▸ Short task
Can you reproduce the whole student loan problem below, word for word?

══ Supplied passage ══

In this problem, we will study a simplified difference equation interest model. Hence, consider the

following difference equation model for your student loan:

y[n] = (1 + α)y[n − 1] − βy[n − R] − γy[n − Q] + x[n]

where α is the yearly loan interest rate, β is the percentage of the loan you pay per year after

graduation, R is the number of years till graduation, γ is the percentage of the loan you pay after

you get rich from your awesome invention, and Q is the number of years until you create your

invention. The output y[n] is the loan amount. The time parameter n is in years. When positive,

the input x[n] is the initial loan amount.

(a) Assume you never pay your loan (β = 0, γ = 0 and R, Q does not matter). Assume we start

with a loan $120, 000 at time n = 0, i.e., x[n] = 120000 δ[n]. Let α = 0.09. Plot y[n] for 50

years, 0 ≤ n ≤ 50, and the pole-zero plot for the system. Use Lab Question #1 as a guide.

(b) Answer in your comments: For the preceding parameters, how many years will it be

before you owe 1 million dollars?

═══
══ Provided records ══

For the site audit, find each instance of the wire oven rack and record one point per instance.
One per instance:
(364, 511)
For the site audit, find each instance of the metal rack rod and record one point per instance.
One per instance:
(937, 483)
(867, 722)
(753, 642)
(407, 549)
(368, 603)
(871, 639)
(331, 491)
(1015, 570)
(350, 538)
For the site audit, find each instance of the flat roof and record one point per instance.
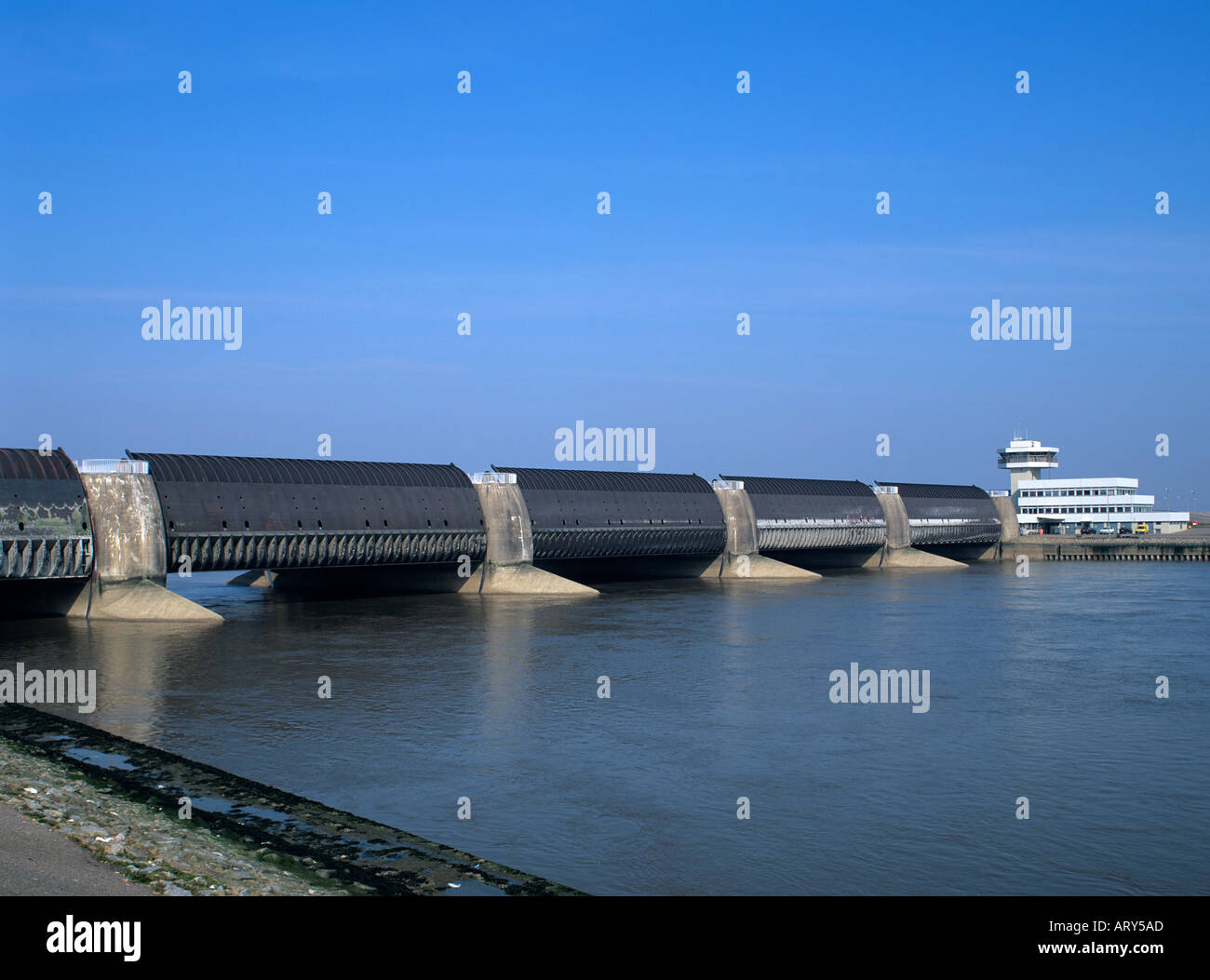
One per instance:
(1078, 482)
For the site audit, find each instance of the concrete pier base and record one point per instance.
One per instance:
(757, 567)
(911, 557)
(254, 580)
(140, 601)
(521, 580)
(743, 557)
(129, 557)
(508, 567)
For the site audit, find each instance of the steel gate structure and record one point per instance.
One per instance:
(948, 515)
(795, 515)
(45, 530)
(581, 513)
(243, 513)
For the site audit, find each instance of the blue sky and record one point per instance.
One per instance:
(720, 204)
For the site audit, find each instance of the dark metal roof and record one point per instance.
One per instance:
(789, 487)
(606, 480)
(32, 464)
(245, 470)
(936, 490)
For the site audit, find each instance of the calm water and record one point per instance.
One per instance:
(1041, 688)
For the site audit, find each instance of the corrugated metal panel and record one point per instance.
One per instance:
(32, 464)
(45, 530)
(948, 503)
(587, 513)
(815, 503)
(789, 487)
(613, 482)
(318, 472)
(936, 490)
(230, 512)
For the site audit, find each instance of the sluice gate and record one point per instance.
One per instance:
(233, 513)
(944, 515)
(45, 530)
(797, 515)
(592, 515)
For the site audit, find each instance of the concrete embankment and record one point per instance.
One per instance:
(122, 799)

═══
══ Provided records ══

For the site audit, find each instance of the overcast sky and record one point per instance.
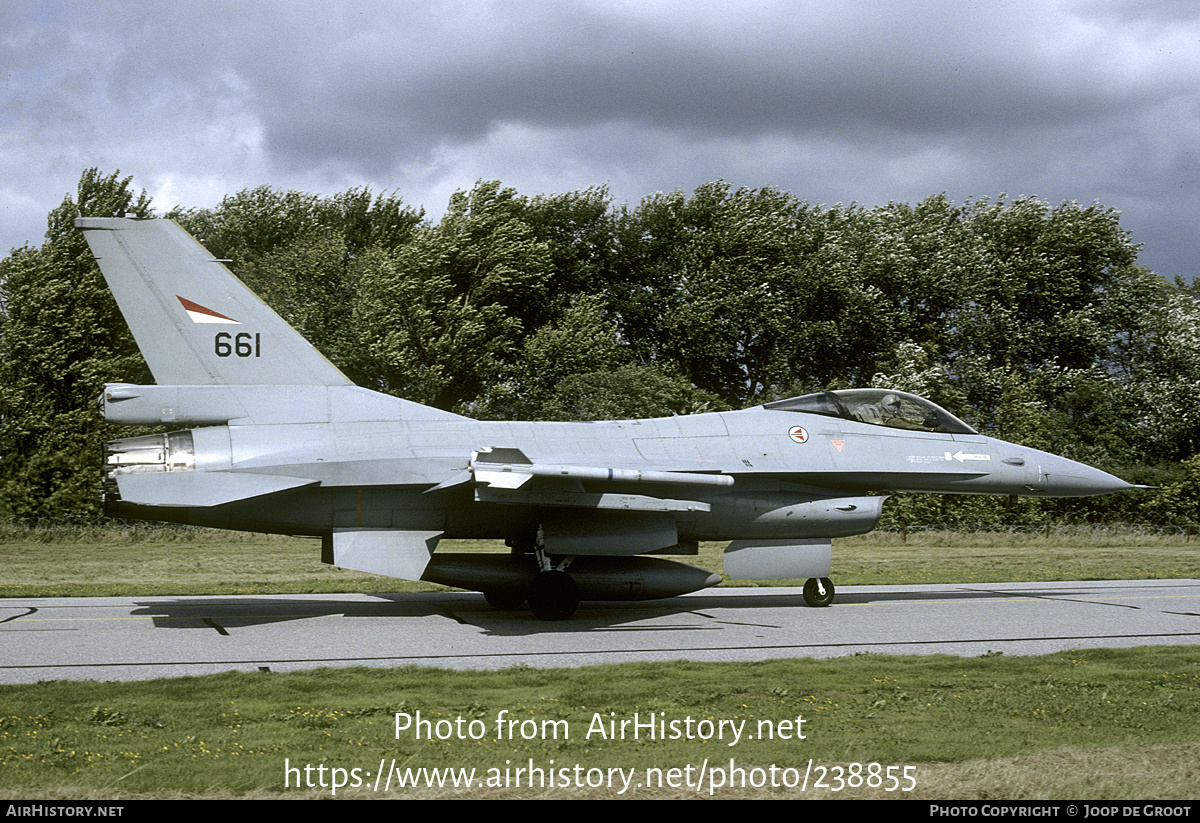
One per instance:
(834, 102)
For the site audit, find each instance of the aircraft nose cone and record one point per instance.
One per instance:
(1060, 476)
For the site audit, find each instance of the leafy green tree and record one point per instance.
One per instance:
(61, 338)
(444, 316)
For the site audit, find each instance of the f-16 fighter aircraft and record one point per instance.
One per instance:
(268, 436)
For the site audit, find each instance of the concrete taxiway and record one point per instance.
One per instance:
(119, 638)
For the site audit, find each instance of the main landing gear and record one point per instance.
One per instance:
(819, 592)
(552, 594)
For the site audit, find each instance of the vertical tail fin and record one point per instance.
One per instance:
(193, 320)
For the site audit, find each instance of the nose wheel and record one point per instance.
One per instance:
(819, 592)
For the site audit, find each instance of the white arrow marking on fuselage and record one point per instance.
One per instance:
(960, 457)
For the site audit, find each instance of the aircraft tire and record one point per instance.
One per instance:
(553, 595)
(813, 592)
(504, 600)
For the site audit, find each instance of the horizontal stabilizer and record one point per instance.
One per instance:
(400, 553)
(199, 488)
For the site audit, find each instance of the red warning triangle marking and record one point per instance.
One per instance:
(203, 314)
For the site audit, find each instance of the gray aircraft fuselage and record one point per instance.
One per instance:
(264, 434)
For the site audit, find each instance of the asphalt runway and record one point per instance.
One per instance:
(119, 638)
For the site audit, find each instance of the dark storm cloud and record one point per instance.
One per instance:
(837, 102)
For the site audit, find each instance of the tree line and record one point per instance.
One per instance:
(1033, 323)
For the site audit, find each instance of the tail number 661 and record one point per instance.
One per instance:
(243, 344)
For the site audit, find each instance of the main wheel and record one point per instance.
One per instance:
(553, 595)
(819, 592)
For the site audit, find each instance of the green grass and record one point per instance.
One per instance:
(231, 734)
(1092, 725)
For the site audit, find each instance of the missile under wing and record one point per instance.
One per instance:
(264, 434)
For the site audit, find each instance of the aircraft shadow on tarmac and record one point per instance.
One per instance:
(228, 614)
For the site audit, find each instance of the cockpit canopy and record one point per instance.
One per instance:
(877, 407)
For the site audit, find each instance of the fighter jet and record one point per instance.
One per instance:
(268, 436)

═══

▸ Exercise solution
In this problem, we will study a simplified difference equation interest model. Hence, consider the

following difference equation model for your student loan:

y[n] = (1 + α)y[n − 1] − βy[n − R] − γy[n − Q] + x[n]

where α is the yearly loan interest rate, β is the percentage of the loan you pay per year after

graduation, R is the number of years till graduation, γ is the percentage of the loan you pay after

you get rich from your awesome invention, and Q is the number of years until you create your

invention. The output y[n] is the loan amount. The time parameter n is in years. When positive,

the input x[n] is the initial loan amount.

(a) Assume you never pay your loan (β = 0, γ = 0 and R, Q does not matter). Assume we start

with a loan $120, 000 at time n = 0, i.e., x[n] = 120000 δ[n]. Let α = 0.09. Plot y[n] for 50

years, 0 ≤ n ≤ 50, and the pole-zero plot for the system. Use Lab Question #1 as a guide.

(b) Answer in your comments: For the preceding parameters, how many years will it be

before you owe 1 million dollars?